* EXERCISE DIRECTIONS
Turn only the lines from the one containing "Expected: a point placed on each instance of the glass" through the one containing "(1115, 313)", with both of those lines included, into a numbered list that leaves out any blank lines.

(Stored records)
-----
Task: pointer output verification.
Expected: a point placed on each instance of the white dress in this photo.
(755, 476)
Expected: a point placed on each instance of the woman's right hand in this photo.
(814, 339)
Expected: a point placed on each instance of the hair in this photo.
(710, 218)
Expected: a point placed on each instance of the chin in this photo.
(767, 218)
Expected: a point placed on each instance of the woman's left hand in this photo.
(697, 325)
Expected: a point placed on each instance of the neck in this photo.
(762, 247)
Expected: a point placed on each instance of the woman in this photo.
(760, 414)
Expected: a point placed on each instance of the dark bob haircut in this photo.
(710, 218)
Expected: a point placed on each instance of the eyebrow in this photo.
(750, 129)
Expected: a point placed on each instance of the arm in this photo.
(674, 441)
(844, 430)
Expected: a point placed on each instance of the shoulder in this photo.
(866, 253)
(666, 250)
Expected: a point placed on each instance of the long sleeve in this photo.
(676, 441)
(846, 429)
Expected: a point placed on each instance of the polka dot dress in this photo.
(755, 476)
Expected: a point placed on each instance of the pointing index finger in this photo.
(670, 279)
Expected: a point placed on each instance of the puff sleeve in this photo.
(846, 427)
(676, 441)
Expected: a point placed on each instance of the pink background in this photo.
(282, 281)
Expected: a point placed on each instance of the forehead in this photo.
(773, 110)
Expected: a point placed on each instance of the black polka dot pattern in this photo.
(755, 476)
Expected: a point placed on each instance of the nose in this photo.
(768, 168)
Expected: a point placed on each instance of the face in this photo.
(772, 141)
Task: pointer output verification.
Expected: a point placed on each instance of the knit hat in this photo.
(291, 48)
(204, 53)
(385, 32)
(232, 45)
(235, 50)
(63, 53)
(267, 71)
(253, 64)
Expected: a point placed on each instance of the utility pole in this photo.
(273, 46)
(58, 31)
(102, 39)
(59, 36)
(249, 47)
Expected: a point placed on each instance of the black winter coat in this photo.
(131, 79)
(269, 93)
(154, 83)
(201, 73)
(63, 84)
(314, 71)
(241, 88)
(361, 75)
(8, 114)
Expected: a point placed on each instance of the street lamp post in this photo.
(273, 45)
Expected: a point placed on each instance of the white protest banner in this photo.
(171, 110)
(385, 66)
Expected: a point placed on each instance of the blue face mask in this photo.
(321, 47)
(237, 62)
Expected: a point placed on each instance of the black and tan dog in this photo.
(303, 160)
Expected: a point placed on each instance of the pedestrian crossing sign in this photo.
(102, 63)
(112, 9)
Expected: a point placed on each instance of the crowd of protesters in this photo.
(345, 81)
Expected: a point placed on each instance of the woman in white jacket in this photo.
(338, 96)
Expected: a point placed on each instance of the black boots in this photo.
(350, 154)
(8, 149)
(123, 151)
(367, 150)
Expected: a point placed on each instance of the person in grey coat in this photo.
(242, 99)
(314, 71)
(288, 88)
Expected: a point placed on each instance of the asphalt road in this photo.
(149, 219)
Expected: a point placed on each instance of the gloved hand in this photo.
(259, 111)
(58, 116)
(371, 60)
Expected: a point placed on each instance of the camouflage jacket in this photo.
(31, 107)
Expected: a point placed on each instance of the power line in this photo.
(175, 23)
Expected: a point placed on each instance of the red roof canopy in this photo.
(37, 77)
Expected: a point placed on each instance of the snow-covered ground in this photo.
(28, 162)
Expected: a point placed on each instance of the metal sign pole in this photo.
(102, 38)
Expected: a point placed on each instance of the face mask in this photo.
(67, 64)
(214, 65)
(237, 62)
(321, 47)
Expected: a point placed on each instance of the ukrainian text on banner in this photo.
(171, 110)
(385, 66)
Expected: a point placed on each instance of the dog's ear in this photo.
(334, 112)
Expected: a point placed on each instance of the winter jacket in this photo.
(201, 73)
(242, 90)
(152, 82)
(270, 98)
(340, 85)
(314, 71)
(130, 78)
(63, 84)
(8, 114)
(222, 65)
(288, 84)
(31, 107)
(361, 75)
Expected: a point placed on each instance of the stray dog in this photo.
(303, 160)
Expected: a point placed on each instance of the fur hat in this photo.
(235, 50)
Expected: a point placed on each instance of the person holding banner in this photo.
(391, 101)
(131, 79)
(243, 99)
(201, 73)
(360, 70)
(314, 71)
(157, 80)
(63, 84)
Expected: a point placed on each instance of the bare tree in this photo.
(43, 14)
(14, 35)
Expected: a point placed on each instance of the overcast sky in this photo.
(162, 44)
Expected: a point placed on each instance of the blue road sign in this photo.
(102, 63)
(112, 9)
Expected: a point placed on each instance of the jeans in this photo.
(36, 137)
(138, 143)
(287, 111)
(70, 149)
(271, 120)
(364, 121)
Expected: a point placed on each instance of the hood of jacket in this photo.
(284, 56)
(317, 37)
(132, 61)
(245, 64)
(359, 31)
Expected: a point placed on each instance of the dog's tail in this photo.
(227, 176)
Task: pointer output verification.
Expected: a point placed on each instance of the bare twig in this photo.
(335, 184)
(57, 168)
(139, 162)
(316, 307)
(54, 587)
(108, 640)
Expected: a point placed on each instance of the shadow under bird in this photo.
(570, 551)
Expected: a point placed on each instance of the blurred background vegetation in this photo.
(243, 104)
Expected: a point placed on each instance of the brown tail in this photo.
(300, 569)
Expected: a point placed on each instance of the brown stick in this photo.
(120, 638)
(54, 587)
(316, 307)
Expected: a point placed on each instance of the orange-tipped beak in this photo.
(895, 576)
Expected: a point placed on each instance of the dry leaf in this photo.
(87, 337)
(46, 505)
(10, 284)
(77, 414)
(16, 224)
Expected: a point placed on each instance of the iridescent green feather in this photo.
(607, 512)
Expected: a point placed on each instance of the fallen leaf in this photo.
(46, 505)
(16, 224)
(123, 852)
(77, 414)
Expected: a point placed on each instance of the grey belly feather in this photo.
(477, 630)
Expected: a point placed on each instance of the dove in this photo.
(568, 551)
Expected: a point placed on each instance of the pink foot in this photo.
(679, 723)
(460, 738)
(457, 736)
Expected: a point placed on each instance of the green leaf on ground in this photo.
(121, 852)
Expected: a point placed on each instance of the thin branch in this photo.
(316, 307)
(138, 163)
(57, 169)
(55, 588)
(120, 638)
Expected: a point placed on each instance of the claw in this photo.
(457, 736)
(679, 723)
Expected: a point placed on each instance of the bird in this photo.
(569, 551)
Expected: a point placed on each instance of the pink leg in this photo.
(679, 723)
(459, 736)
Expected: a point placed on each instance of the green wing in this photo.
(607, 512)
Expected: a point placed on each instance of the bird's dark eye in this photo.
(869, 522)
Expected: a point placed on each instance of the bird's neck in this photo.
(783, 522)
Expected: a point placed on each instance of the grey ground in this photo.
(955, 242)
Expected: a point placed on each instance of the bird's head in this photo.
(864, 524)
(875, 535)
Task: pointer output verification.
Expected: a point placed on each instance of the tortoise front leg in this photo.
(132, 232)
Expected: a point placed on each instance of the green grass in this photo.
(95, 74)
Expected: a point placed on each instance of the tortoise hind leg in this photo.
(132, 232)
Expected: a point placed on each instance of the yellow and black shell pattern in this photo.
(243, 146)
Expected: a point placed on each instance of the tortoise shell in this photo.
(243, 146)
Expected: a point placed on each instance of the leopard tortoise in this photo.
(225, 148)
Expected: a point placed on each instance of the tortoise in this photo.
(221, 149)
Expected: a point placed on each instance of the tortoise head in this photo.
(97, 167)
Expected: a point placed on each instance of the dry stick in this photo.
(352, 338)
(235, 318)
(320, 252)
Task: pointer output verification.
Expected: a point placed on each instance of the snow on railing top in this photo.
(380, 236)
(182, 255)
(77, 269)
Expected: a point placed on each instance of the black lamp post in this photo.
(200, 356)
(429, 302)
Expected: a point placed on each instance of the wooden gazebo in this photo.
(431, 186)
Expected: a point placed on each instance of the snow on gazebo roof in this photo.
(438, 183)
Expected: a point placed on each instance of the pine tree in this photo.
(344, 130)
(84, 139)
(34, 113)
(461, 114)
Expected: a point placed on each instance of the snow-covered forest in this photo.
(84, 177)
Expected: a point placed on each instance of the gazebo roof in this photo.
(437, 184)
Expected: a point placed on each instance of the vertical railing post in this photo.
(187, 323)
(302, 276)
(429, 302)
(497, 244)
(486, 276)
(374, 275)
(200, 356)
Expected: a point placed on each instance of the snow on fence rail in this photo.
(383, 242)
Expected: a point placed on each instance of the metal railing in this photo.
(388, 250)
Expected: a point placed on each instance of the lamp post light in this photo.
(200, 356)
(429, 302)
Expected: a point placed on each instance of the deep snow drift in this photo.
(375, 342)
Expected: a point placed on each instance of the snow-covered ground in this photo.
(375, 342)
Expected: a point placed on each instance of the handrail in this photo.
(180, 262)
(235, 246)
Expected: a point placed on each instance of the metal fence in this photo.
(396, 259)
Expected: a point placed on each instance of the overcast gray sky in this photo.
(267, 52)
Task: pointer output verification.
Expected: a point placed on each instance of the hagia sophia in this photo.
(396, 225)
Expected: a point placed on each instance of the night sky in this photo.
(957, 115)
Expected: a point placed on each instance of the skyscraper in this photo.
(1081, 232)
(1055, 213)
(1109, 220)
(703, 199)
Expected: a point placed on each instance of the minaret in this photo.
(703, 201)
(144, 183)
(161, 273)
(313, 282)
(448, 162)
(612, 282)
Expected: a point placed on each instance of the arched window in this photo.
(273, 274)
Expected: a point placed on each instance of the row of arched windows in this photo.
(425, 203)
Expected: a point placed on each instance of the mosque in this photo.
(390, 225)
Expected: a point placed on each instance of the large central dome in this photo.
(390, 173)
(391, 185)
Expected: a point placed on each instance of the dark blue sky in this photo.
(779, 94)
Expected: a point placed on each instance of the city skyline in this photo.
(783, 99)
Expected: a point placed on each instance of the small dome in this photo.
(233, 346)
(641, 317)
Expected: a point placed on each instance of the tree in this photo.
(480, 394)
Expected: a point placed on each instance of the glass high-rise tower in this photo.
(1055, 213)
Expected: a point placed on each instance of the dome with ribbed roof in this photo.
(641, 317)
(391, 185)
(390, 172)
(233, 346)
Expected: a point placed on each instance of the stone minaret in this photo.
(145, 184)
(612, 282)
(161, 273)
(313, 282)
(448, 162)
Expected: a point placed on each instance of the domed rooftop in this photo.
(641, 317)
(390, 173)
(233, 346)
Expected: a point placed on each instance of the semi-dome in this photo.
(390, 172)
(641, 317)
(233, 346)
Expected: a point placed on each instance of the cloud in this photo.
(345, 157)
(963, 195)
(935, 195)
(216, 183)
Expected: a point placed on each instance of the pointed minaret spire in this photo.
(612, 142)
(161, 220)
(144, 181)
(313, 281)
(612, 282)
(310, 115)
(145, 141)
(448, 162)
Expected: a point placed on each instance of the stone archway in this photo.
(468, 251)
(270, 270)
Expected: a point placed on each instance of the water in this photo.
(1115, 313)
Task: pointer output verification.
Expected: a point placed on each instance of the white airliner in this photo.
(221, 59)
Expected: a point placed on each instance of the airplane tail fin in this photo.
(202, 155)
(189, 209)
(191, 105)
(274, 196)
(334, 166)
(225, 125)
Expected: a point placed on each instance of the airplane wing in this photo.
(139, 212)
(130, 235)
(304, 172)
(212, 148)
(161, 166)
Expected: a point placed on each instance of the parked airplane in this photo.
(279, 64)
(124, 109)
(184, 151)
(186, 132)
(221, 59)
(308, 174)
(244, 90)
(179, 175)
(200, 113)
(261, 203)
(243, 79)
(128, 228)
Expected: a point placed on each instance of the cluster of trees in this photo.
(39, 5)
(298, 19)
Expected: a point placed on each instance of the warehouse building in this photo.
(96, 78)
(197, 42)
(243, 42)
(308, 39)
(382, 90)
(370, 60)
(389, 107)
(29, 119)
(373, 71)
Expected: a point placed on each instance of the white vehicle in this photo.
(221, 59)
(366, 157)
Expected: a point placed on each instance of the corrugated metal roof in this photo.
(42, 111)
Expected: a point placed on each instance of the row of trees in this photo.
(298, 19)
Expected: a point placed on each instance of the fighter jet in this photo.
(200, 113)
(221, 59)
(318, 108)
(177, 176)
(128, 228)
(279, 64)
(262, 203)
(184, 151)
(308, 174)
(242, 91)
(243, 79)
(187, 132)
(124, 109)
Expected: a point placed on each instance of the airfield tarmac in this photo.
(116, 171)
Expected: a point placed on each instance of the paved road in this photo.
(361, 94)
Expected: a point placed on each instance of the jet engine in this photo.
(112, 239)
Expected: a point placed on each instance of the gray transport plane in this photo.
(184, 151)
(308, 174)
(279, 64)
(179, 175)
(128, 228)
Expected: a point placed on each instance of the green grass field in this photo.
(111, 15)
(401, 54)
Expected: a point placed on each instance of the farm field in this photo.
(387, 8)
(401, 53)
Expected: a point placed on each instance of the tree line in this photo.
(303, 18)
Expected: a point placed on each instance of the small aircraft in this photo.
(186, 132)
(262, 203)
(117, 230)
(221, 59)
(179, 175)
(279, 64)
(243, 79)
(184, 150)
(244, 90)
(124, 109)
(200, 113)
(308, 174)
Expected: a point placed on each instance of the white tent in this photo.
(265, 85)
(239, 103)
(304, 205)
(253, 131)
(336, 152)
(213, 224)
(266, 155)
-----
* FINISHED TASK
1. Expected: a point placed on each instance of the glass high-rise tower in this photo.
2. (1055, 213)
3. Expected: a point placed on each instance of the dome with ribbed roof in this photo.
4. (641, 317)
5. (391, 185)
6. (390, 172)
7. (233, 346)
8. Expected: a point placed on each instance of the stone minaret in this photo.
9. (145, 184)
10. (612, 282)
11. (161, 273)
12. (313, 282)
13. (448, 162)
14. Expected: a point placed on each instance of the domed rooftop in this photo.
15. (641, 317)
16. (390, 173)
17. (233, 346)
18. Expected: a point placed on each instance of the semi-dome in this photo.
19. (390, 172)
20. (641, 317)
21. (233, 346)
22. Expected: a point placed on each instance of the cloud in this photo.
23. (345, 157)
24. (963, 195)
25. (935, 195)
26. (216, 183)
27. Expected: a point placed on each instance of the pointed minaret spire in this photo.
28. (612, 142)
29. (161, 220)
30. (144, 181)
31. (313, 281)
32. (612, 282)
33. (310, 115)
34. (145, 141)
35. (448, 162)
36. Expected: a point placed on each instance of the stone archway in this photo.
37. (468, 251)
38. (270, 270)
39. Expected: a point placed on each instance of the water in this photo.
40. (1115, 313)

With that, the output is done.